**ZADANIA**
a. Jak odpowiedzieć na pytania do fragmentu?
(i) Gdzie mama spędziła dzieciństwo i okupację?
(ii) Co babcia kazała mamie zrobić, gdy ta pokazała panu Zysiowi język?
(iii) Gdzie zginęła prawie cała rodzina pana Zysia?
b. Czy te stwierdzenia zgadzają się z fragmentem? Przy każdym odpowiedz tak lub nie i dosłownie przytocz słowa fragmentu, które o tym przesądzają.
(i) Moszek był stawiany mamie za wzór.
(ii) Skarcenie przez babcię uspokoiło mamę.
(iii) Narratorka dowiedziała się o czynie pana Zysia jeszcze w dzieciństwie.

=== FRAGMENT TEKSTU ===

W rodzinnym domu mojej mamy też nie było antysemityzmu. W dzieciństwie uwielbiałam jej opowieść o tym, jak panu Zysiowi pokazała język. Mama, która dzieciństwo i okupację spędziła w Chełmie, nie należała do grzecznych dzieci. Była i pyskata i uparta. Babcia wzięła ją na zakupy do sklepu pana Zysia. W tym sklepie Zysiowi pomagał pejsaty syn Moszek. Był niezwykle grzeczny, ubrany w niebieskie, czyste ubranko i wypełniał wszystkie polecenia swojego ojca. Ta grzeczność doprowadzała moją niegrzeczną mamę do szału. Zwłaszcza, że Moszek był stawiany jej za wzór. Ilekroć więc Moszek koło niej przeszedł nie omieszkała go szturchnąć. Pan Zyś mówił wtedy:
– Pani Stecowa, pani powie coś Halince, bo ona mojego Moszka zaczepia. 
– Hala uspokój się – skarciła mamę babcia. 
Skarcenie nie pomogło. Miało odwrotny skutek. Jak tylko Moszek znalazł się w zasięgu mamy rąk, znów dostał kuksańca. I znów pan Zyś poprosił babcię o interwencję. Chyba za trzecim razem mama wywaliła ozór na brodę i całą jego długość pokazała panu Zysiowi. To rozsierdziło babcię. Kazała mamie pójść do pana Zysia i go przeprosić, a na znak przeprosin pocałować w rękę. 
Była to dla mnie opowieść o tym, że szacunek należy się każdemu, a także o tym, że wszyscy w dzieciństwie bywają niegrzeczni. Nawet rodzice. 
Wtedy nie wiedziałam, że pan Zyś, gdy 17-go września 1939 roku wkroczyły do Chełma wojska radzieckie wydał w ich ręce niektórych przedstawicieli chełmskiej inteligencji. Dowiedziałam się o tym dopiero, jako dorosły człowiek. Mama nie chciała, abym myślała, źle o Żydach. Bo czyn pana Zysia nie był spowodowany faktem bycia Żydem, ale jego komunistycznymi przekonaniami. Zresztą Niemcy, którzy od Sowietów przejęli władze w Chełmie nie oszczędzili Zysiowej rodziny. Prawie cała zginęła w Majdanku.

=== ZBIÓR WPISÓW ===

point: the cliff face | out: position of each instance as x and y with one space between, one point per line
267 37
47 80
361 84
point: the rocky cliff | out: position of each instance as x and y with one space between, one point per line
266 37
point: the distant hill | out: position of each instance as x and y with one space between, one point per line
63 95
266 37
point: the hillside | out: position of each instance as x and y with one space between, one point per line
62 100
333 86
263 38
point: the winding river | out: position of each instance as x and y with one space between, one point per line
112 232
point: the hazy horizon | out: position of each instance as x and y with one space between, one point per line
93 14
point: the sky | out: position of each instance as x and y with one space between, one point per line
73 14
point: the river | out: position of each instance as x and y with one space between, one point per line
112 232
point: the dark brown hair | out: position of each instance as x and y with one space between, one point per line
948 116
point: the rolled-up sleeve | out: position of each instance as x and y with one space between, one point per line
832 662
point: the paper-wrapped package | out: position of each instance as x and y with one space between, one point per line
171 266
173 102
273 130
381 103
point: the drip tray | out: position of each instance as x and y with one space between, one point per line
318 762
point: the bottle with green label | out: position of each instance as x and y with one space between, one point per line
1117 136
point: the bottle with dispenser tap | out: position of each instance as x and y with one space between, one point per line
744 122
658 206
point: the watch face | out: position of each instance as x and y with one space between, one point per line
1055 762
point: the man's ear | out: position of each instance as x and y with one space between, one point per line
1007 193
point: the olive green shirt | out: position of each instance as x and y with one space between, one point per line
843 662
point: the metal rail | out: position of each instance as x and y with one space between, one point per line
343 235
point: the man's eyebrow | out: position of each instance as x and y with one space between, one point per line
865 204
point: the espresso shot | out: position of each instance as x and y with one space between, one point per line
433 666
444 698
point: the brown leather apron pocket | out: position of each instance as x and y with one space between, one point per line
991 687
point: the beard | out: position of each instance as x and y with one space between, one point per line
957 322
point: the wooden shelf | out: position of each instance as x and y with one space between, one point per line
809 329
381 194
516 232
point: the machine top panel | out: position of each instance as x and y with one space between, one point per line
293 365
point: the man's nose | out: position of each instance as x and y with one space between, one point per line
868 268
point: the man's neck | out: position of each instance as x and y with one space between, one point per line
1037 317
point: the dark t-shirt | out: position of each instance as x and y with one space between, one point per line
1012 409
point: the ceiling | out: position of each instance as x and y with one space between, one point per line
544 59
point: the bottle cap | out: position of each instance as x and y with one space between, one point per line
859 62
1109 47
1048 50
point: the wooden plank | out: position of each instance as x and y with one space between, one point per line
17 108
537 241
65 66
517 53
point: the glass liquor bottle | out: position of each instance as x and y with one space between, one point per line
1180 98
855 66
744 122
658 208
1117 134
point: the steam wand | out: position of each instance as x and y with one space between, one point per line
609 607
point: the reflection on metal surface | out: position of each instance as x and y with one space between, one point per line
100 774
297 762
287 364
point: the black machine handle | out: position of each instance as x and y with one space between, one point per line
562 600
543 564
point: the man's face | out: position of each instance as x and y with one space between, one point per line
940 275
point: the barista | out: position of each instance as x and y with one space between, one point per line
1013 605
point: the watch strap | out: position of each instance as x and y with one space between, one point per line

===

**ODPOWIEDZI**
a.
(i) W Chełmie.
(ii) Pójść do pana Zysia, przeprosić go i na znak przeprosin pocałować go w rękę.
(iii) W Majdanku.

b.
(i) Tak: „Zwłaszcza, że Moszek był stawiany jej za wzór.”
(ii) Nie: „Skarcenie nie pomogło. Miało odwrotny skutek.”
(iii) Nie: „Dowiedziałam się o tym dopiero, jako dorosły człowiek.”